Rewrite every row below, replacing "tight boxes" with "bounding boxes" and keeping everything else unchanged. Omit the pictures from your output.

☆ ☆ ☆ ☆ ☆

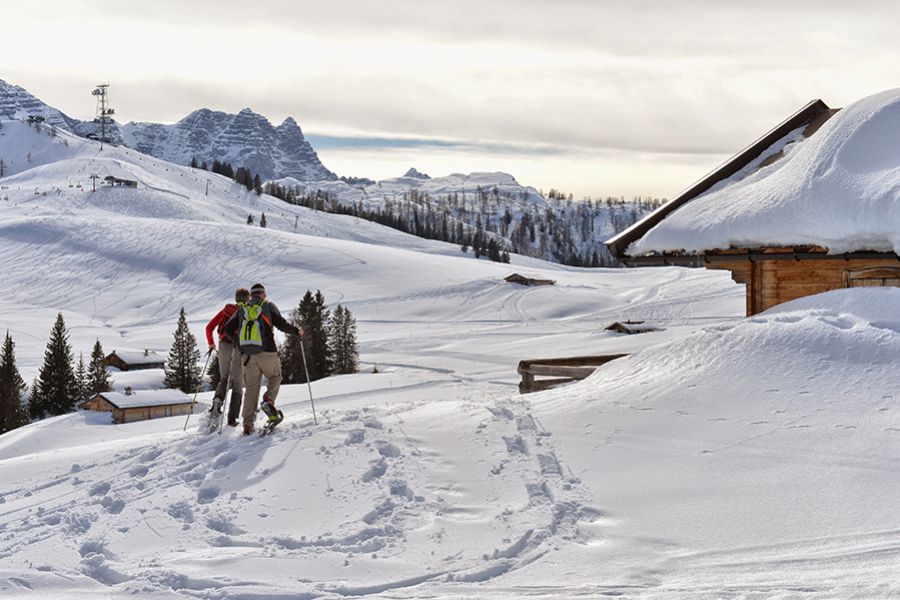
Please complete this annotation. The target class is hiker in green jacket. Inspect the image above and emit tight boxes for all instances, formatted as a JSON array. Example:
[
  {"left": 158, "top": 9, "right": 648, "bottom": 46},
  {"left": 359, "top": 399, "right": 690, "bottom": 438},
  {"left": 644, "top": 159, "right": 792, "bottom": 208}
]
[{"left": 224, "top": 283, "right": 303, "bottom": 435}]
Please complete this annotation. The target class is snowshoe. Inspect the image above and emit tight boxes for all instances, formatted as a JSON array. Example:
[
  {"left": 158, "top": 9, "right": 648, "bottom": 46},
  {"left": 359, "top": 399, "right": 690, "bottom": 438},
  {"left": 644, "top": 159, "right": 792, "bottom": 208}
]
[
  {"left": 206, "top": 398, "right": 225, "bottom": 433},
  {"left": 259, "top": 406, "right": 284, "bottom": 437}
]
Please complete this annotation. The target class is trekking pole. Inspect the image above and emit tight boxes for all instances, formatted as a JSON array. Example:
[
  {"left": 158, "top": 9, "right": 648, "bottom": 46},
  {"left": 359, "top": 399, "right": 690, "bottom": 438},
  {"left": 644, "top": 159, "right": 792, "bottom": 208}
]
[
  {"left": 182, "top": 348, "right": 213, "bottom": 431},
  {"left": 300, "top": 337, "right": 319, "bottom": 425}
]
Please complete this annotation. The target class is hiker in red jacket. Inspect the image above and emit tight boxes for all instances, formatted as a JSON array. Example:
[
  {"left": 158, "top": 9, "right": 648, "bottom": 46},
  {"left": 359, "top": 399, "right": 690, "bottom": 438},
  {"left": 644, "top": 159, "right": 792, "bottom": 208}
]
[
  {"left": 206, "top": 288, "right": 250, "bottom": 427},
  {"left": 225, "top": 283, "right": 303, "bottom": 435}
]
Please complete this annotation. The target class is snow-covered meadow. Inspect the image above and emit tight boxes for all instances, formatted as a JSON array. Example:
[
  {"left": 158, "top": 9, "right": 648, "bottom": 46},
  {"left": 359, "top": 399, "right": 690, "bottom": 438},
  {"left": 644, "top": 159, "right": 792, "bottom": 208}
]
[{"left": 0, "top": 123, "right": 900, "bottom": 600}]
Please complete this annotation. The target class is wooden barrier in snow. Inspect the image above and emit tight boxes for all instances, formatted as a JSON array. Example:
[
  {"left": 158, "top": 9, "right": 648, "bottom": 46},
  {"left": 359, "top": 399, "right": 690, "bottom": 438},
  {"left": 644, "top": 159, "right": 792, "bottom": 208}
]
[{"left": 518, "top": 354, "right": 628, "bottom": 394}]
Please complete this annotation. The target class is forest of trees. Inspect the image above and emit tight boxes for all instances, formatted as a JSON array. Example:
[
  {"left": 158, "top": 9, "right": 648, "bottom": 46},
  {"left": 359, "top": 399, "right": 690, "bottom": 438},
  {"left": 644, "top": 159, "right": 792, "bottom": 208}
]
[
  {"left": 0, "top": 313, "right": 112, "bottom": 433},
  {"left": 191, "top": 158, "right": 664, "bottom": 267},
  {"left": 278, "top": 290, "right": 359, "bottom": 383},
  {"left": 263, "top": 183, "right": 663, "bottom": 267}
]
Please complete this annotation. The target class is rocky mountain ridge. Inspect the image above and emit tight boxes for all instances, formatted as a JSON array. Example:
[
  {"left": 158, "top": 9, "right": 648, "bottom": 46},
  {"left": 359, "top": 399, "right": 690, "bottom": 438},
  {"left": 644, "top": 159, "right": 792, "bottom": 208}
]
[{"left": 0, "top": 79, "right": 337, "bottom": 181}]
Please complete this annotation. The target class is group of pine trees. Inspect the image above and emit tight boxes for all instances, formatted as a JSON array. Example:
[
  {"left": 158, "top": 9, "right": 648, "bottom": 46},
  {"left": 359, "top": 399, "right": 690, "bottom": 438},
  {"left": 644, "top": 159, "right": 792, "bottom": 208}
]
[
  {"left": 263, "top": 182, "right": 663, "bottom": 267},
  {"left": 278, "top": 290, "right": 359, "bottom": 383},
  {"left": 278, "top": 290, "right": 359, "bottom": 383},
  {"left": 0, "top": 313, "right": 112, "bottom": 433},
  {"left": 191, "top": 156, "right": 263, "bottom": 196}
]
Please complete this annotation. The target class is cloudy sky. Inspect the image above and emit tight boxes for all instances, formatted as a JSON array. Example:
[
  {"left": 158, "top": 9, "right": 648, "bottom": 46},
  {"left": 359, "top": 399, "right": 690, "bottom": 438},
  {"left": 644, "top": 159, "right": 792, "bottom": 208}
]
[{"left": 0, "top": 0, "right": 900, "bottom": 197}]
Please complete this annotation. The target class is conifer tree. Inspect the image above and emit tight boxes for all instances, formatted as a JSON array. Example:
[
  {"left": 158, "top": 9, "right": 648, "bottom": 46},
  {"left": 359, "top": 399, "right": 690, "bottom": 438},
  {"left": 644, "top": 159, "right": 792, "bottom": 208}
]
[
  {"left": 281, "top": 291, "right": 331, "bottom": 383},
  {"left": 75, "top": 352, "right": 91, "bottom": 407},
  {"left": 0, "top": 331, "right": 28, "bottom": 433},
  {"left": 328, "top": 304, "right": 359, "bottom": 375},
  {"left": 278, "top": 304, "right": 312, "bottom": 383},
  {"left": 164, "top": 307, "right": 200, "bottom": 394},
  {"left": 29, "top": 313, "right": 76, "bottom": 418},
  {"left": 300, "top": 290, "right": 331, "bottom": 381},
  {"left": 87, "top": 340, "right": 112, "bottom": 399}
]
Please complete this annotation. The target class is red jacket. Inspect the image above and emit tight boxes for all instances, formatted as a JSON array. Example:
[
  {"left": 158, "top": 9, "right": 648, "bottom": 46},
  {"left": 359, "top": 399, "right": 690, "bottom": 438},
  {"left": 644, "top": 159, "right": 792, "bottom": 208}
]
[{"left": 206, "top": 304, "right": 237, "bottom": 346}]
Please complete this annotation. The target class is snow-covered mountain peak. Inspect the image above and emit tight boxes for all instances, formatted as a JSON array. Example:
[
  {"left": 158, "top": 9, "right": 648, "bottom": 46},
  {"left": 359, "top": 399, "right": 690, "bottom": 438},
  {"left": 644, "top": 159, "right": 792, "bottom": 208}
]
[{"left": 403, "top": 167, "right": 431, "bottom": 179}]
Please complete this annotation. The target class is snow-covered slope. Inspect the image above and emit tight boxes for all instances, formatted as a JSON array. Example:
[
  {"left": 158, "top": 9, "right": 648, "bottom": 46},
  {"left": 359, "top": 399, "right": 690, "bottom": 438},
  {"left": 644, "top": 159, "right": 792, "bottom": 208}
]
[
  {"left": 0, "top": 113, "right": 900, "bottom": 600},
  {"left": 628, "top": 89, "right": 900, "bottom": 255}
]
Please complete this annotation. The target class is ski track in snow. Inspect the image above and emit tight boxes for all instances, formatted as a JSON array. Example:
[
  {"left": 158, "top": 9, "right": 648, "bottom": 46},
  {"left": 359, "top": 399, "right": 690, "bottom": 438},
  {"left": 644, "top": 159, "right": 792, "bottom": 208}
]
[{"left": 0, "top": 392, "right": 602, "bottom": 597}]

☆ ☆ ☆ ☆ ☆

▶ _FINAL RESULT_
Please complete this annotation. The target class is hiker in green jacket. Inspect the image above and emit bounding boxes for all instances, formatted as a JSON array. Example:
[
  {"left": 158, "top": 9, "right": 648, "bottom": 46},
  {"left": 359, "top": 399, "right": 690, "bottom": 438},
  {"left": 644, "top": 159, "right": 792, "bottom": 208}
]
[{"left": 224, "top": 283, "right": 303, "bottom": 435}]
Please complete this annotation. The target class is snowshoe. Inspect the image above and emit bounding boxes for all instances, formatted as a JSON array. Example:
[
  {"left": 158, "top": 9, "right": 648, "bottom": 46},
  {"left": 359, "top": 399, "right": 690, "bottom": 438},
  {"left": 644, "top": 159, "right": 792, "bottom": 208}
]
[
  {"left": 206, "top": 398, "right": 225, "bottom": 433},
  {"left": 259, "top": 406, "right": 284, "bottom": 437}
]
Please complete this annotation. The target class is trekking pole. Inspect the image above and emit bounding boxes for all instances, formatted as a JSON array. Example:
[
  {"left": 158, "top": 9, "right": 648, "bottom": 46},
  {"left": 359, "top": 399, "right": 690, "bottom": 438},
  {"left": 644, "top": 159, "right": 792, "bottom": 208}
]
[
  {"left": 182, "top": 348, "right": 213, "bottom": 431},
  {"left": 300, "top": 337, "right": 319, "bottom": 425}
]
Please complete this annotation. The target class is hiker in red jacket. Inspect the image above and emit bounding boxes for all instances, formatted as a JSON array. Example:
[
  {"left": 158, "top": 9, "right": 648, "bottom": 46},
  {"left": 359, "top": 399, "right": 690, "bottom": 438},
  {"left": 644, "top": 159, "right": 792, "bottom": 208}
]
[
  {"left": 206, "top": 288, "right": 250, "bottom": 427},
  {"left": 225, "top": 283, "right": 303, "bottom": 435}
]
Please complete this annotation. The target class is snow-covered meadow. Inspect the image above and emit bounding boxes for all instances, formatted as a JSON array. Example:
[
  {"left": 158, "top": 9, "right": 648, "bottom": 46},
  {"left": 359, "top": 399, "right": 690, "bottom": 438},
  {"left": 644, "top": 159, "right": 792, "bottom": 208}
]
[{"left": 0, "top": 123, "right": 900, "bottom": 600}]
Please complete this annotation. The target class is wooden barrier in snow. Inspect the image above and emit bounding boxes for all instances, formatted as a JSON array. Example:
[
  {"left": 158, "top": 9, "right": 648, "bottom": 46},
  {"left": 359, "top": 399, "right": 690, "bottom": 438},
  {"left": 644, "top": 159, "right": 792, "bottom": 208}
]
[{"left": 518, "top": 354, "right": 628, "bottom": 394}]
Please complete this annotation. The target class is forest of trees. Inspect the image above and emit bounding boxes for all instances, formatted as a JSON array. Example:
[
  {"left": 158, "top": 9, "right": 648, "bottom": 46},
  {"left": 359, "top": 399, "right": 690, "bottom": 438},
  {"left": 644, "top": 159, "right": 792, "bottom": 208}
]
[
  {"left": 0, "top": 313, "right": 112, "bottom": 433},
  {"left": 191, "top": 158, "right": 664, "bottom": 267},
  {"left": 278, "top": 290, "right": 359, "bottom": 383},
  {"left": 263, "top": 183, "right": 663, "bottom": 267}
]
Please complete this annotation. The target class is rocky mountain ridge. Inspect the image above and emit bounding boxes for all instances, formatted as a JSON array. Example:
[
  {"left": 158, "top": 9, "right": 648, "bottom": 46},
  {"left": 359, "top": 399, "right": 690, "bottom": 438},
  {"left": 644, "top": 159, "right": 792, "bottom": 208}
]
[{"left": 0, "top": 79, "right": 337, "bottom": 181}]
Please complete this annotation. The target class is group of pine trees. Inspect the image above and emit bounding boxes for all instances, formatted as a JSON array. Example:
[
  {"left": 158, "top": 9, "right": 648, "bottom": 46},
  {"left": 359, "top": 399, "right": 690, "bottom": 438},
  {"left": 644, "top": 159, "right": 792, "bottom": 208}
]
[
  {"left": 263, "top": 182, "right": 663, "bottom": 267},
  {"left": 278, "top": 290, "right": 359, "bottom": 383},
  {"left": 278, "top": 290, "right": 359, "bottom": 383},
  {"left": 0, "top": 313, "right": 112, "bottom": 433},
  {"left": 191, "top": 156, "right": 263, "bottom": 196}
]
Please complete this annotation. The target class is cloudy sky. Inspect the image above and emit bounding boxes for all instances, formatted as a JSON array. Example:
[
  {"left": 158, "top": 9, "right": 648, "bottom": 46},
  {"left": 359, "top": 399, "right": 690, "bottom": 438},
  {"left": 644, "top": 159, "right": 792, "bottom": 208}
]
[{"left": 0, "top": 0, "right": 900, "bottom": 197}]
Please complete this annotation. The target class is conifer tree. Inspect the image above and emit bounding boxes for all instances, formatted as a JSON array. Example:
[
  {"left": 158, "top": 9, "right": 648, "bottom": 46},
  {"left": 359, "top": 399, "right": 690, "bottom": 438},
  {"left": 644, "top": 159, "right": 792, "bottom": 208}
]
[
  {"left": 281, "top": 291, "right": 331, "bottom": 383},
  {"left": 75, "top": 352, "right": 91, "bottom": 407},
  {"left": 0, "top": 331, "right": 28, "bottom": 433},
  {"left": 328, "top": 304, "right": 359, "bottom": 375},
  {"left": 278, "top": 304, "right": 312, "bottom": 383},
  {"left": 164, "top": 307, "right": 200, "bottom": 394},
  {"left": 29, "top": 313, "right": 76, "bottom": 418},
  {"left": 300, "top": 290, "right": 331, "bottom": 381},
  {"left": 87, "top": 340, "right": 112, "bottom": 399}
]
Please complete this annotation. The target class is red jacket. Inspect the image above and emit bounding boxes for all instances, formatted as a JSON array. Example:
[
  {"left": 158, "top": 9, "right": 648, "bottom": 46},
  {"left": 359, "top": 399, "right": 690, "bottom": 438},
  {"left": 644, "top": 159, "right": 792, "bottom": 208}
]
[{"left": 206, "top": 304, "right": 237, "bottom": 346}]
Please complete this annotation. The target class is snow-covered mountain peak. Inspect the image above and emit bounding boxes for all instances, formatted as a JSON array. Example:
[
  {"left": 158, "top": 9, "right": 648, "bottom": 46},
  {"left": 359, "top": 399, "right": 690, "bottom": 438},
  {"left": 644, "top": 159, "right": 792, "bottom": 208}
]
[{"left": 403, "top": 167, "right": 431, "bottom": 179}]
Please complete this annotation. The target class is snow-covered slope. Inspect the image above and emit bounding boxes for all instances, formatted as a JSON array. Example:
[
  {"left": 158, "top": 9, "right": 648, "bottom": 46},
  {"left": 359, "top": 399, "right": 690, "bottom": 438},
  {"left": 644, "top": 159, "right": 792, "bottom": 208}
]
[
  {"left": 0, "top": 113, "right": 900, "bottom": 600},
  {"left": 628, "top": 89, "right": 900, "bottom": 255}
]
Please complete this annotation. The target class is ski track in snow. Inspect the image above and emit bounding boxes for all instances, formatted as a JSON array. Example:
[
  {"left": 158, "top": 9, "right": 648, "bottom": 46},
  {"left": 359, "top": 399, "right": 690, "bottom": 438},
  {"left": 644, "top": 159, "right": 792, "bottom": 208}
]
[{"left": 0, "top": 392, "right": 602, "bottom": 597}]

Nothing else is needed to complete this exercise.